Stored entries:
........

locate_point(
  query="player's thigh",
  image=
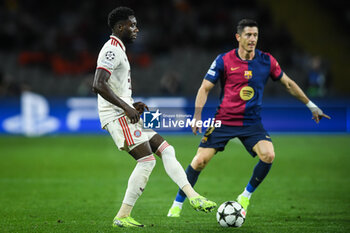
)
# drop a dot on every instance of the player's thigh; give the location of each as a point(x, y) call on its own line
point(202, 158)
point(141, 150)
point(264, 149)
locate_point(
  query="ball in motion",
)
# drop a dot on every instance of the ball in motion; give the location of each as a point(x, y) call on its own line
point(230, 214)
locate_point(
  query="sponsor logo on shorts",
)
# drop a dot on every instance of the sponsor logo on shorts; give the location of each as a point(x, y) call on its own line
point(246, 93)
point(248, 74)
point(137, 133)
point(110, 55)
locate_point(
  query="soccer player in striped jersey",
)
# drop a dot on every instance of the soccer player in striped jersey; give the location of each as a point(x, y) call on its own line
point(242, 73)
point(120, 116)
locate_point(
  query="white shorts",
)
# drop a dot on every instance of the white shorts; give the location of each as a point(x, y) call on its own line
point(127, 136)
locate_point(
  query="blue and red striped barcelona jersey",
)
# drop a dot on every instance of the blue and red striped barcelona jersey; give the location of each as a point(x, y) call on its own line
point(242, 83)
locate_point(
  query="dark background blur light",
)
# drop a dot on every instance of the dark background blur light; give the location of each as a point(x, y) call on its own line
point(50, 47)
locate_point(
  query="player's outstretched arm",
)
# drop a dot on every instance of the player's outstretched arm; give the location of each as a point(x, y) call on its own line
point(201, 99)
point(101, 87)
point(295, 90)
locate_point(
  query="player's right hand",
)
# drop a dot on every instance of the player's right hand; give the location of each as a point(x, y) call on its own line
point(132, 114)
point(196, 129)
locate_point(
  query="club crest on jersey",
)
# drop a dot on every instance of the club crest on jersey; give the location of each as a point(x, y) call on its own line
point(110, 55)
point(246, 93)
point(137, 133)
point(248, 74)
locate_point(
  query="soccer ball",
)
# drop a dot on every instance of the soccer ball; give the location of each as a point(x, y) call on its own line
point(230, 214)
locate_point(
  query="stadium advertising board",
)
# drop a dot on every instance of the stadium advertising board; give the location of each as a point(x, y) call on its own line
point(35, 115)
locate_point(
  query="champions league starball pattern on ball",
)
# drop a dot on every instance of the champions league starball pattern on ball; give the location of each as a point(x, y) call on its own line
point(230, 214)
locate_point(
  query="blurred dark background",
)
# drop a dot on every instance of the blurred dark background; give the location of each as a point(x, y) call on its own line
point(51, 47)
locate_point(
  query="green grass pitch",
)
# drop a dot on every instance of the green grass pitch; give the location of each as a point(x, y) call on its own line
point(76, 184)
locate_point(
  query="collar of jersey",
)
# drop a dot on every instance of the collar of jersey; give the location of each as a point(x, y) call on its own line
point(119, 41)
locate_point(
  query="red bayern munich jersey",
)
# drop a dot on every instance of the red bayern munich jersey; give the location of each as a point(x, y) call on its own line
point(242, 83)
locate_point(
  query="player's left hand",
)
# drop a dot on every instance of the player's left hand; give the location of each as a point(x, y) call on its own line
point(317, 115)
point(140, 107)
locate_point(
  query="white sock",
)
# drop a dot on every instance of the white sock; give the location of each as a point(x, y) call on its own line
point(138, 179)
point(246, 193)
point(179, 204)
point(172, 167)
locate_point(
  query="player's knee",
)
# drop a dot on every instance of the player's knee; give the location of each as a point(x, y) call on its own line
point(199, 162)
point(148, 162)
point(267, 156)
point(169, 151)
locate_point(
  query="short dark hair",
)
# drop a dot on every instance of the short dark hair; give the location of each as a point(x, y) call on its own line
point(119, 14)
point(246, 23)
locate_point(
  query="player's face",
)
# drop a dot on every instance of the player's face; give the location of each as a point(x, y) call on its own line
point(130, 30)
point(248, 38)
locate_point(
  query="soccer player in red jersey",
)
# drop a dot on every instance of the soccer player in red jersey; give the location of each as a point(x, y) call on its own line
point(120, 116)
point(242, 73)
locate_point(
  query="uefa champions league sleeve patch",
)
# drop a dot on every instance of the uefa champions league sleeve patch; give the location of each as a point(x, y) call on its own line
point(110, 55)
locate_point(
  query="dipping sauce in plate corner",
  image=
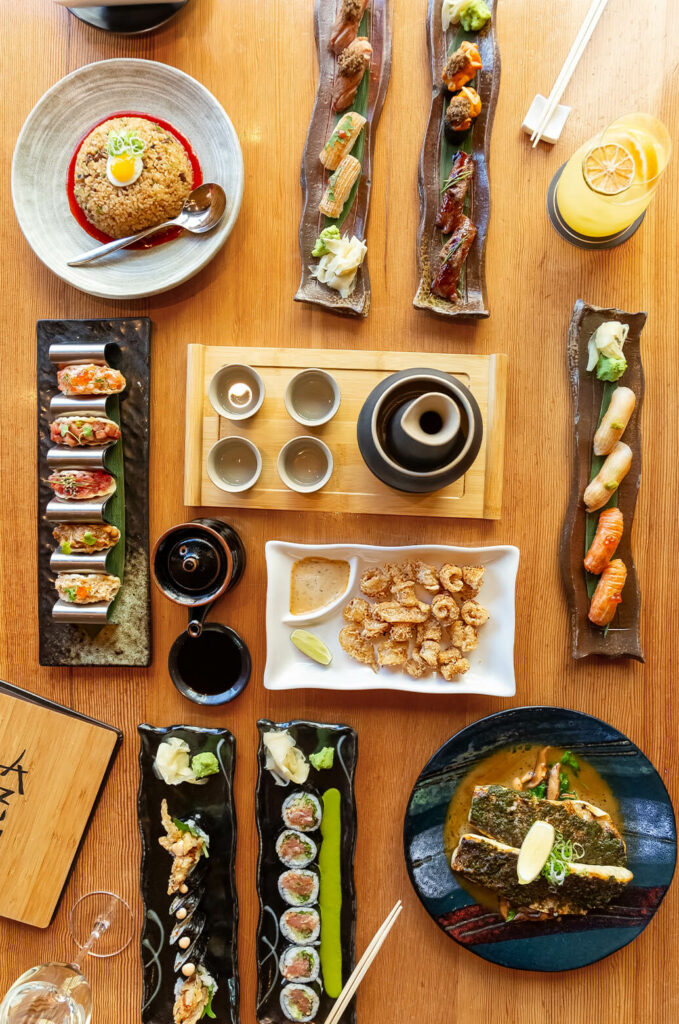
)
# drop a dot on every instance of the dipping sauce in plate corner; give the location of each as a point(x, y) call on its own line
point(315, 583)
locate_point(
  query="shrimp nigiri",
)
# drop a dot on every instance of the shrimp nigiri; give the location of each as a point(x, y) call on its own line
point(606, 539)
point(608, 593)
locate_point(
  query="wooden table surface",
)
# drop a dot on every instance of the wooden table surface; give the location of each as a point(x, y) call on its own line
point(259, 60)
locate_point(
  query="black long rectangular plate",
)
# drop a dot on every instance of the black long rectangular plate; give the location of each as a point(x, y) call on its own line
point(214, 804)
point(127, 640)
point(309, 736)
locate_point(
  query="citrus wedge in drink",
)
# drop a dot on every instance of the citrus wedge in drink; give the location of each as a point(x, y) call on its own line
point(608, 169)
point(311, 645)
point(536, 848)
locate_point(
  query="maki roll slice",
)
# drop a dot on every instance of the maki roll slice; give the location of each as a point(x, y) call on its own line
point(463, 109)
point(300, 964)
point(294, 849)
point(301, 926)
point(302, 811)
point(299, 1003)
point(299, 887)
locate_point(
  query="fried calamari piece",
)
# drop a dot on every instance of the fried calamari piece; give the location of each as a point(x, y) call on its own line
point(427, 577)
point(401, 632)
point(473, 613)
point(356, 610)
point(451, 578)
point(373, 628)
point(444, 607)
point(356, 646)
point(429, 652)
point(463, 636)
point(390, 653)
point(431, 630)
point(391, 611)
point(376, 582)
point(452, 664)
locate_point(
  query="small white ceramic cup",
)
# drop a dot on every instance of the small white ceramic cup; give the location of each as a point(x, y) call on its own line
point(305, 464)
point(312, 397)
point(234, 464)
point(236, 391)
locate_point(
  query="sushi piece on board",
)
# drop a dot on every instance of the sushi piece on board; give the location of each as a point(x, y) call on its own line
point(585, 887)
point(507, 815)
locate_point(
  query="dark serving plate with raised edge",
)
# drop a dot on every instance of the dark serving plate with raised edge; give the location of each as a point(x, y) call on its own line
point(436, 151)
point(309, 736)
point(571, 941)
point(622, 638)
point(212, 806)
point(120, 634)
point(376, 26)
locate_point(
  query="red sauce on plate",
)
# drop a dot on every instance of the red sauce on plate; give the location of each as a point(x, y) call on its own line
point(154, 240)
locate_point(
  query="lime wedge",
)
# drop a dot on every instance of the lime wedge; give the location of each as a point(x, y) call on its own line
point(311, 645)
point(535, 850)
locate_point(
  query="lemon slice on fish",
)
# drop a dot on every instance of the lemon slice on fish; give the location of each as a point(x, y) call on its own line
point(536, 848)
point(608, 169)
point(311, 645)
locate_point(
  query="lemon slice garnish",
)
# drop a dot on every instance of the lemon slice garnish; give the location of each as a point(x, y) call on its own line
point(311, 645)
point(535, 850)
point(608, 169)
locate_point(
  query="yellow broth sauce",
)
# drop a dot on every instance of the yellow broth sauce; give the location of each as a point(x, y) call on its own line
point(315, 583)
point(503, 768)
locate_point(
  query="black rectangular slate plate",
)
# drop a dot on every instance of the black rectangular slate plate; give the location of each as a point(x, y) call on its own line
point(127, 640)
point(20, 694)
point(212, 805)
point(309, 736)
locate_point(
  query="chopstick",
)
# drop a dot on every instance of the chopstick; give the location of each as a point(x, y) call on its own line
point(361, 969)
point(569, 65)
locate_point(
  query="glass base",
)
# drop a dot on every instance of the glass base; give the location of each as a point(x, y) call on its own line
point(575, 238)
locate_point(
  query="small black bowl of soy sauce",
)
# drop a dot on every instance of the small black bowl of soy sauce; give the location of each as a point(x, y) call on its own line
point(194, 564)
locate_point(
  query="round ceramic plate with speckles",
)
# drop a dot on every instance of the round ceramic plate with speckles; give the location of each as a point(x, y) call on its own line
point(50, 135)
point(568, 941)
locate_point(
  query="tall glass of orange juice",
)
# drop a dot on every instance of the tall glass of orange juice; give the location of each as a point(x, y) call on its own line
point(599, 197)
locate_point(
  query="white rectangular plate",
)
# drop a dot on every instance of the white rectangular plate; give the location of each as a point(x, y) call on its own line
point(492, 669)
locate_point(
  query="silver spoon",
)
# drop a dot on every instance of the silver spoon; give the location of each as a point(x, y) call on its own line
point(202, 211)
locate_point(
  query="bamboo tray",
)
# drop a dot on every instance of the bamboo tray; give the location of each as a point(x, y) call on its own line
point(351, 487)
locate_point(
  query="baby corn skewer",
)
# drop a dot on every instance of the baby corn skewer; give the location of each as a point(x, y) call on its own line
point(341, 141)
point(339, 185)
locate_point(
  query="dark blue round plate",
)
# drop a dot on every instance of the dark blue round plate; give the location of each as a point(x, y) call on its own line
point(570, 941)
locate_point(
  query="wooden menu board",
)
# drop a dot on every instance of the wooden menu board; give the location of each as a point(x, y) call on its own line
point(352, 487)
point(53, 763)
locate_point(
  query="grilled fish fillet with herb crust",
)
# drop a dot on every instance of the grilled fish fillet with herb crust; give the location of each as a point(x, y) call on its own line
point(493, 864)
point(506, 815)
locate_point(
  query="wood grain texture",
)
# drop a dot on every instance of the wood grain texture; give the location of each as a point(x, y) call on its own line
point(243, 298)
point(352, 486)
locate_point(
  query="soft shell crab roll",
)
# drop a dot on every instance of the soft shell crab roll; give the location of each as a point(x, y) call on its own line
point(78, 431)
point(86, 588)
point(299, 1003)
point(81, 484)
point(89, 378)
point(299, 887)
point(302, 811)
point(75, 539)
point(300, 964)
point(301, 926)
point(294, 849)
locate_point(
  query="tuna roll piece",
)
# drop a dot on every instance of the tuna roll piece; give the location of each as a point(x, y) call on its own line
point(453, 256)
point(493, 864)
point(454, 192)
point(507, 815)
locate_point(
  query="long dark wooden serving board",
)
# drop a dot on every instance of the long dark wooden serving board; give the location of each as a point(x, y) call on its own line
point(213, 924)
point(313, 176)
point(309, 737)
point(435, 160)
point(622, 637)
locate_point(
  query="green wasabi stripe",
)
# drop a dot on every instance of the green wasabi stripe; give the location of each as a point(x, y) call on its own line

........

• TASK:
The answer must consist of each line in the entries above that includes "wasabi".

• TASK SOLUTION:
  query="green wasabi stripe",
# drop a dot on every instance of the green wasabi stripe; give the location of each as a point(x, y) call on its own line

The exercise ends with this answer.